◆ **Entries shown**
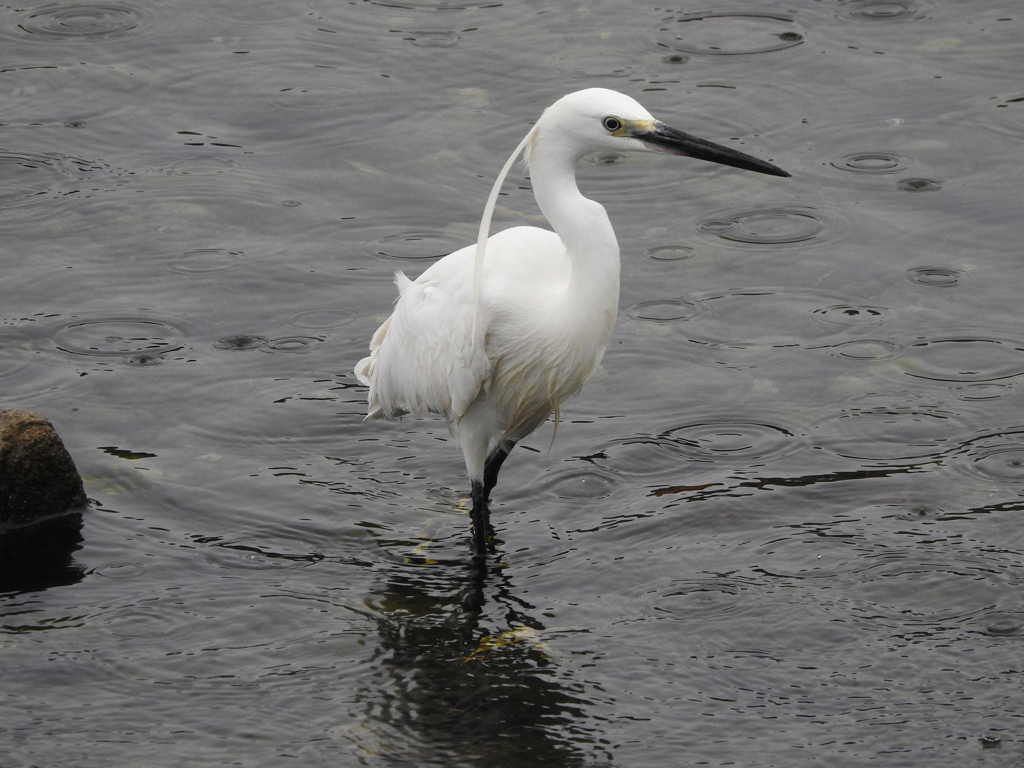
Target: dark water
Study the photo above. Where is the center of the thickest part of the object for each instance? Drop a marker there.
(780, 526)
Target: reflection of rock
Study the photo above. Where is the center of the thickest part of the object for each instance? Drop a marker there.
(463, 687)
(38, 478)
(41, 556)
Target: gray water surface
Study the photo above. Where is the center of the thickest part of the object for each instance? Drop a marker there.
(780, 525)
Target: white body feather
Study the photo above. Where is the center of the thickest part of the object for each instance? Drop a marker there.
(548, 301)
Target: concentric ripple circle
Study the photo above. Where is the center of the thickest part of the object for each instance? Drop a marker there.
(671, 253)
(119, 336)
(934, 276)
(865, 349)
(728, 34)
(586, 483)
(206, 260)
(966, 358)
(415, 246)
(731, 440)
(850, 315)
(79, 22)
(919, 184)
(871, 162)
(882, 10)
(997, 456)
(663, 310)
(767, 225)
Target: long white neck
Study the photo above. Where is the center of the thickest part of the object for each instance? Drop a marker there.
(581, 222)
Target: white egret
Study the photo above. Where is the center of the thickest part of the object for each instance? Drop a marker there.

◆ **Task instructions**
Repeat word for word the lines running from the line containing "Target: gray water surface" to the end of the entries above, inclusive.

◆ **Problem solution**
Target: gray water surface
Study the photo above. Where is the center of the thickest part of the object for each instance? Drop a marker there.
(780, 525)
Target: white body feather
Study the photo above. Where is the center of the thickest part of the object for each instance? Drop a marker there.
(548, 301)
Target: concentric ripple circle
Study the photo above. Where is the center of the thickest part of the object for each instance? Drop a marker there.
(671, 253)
(119, 336)
(934, 276)
(865, 349)
(728, 34)
(586, 483)
(206, 260)
(966, 358)
(415, 246)
(731, 440)
(850, 315)
(79, 22)
(919, 184)
(871, 162)
(882, 10)
(997, 456)
(663, 310)
(767, 225)
Target: long white neck
Study the photo above. Where is the center of the thickest part of the object for each instance? Drop a marker there.
(581, 222)
Target: white egret
Study the photo above. Where is the center of the thickest part of the object for each instance? Drop a marker there.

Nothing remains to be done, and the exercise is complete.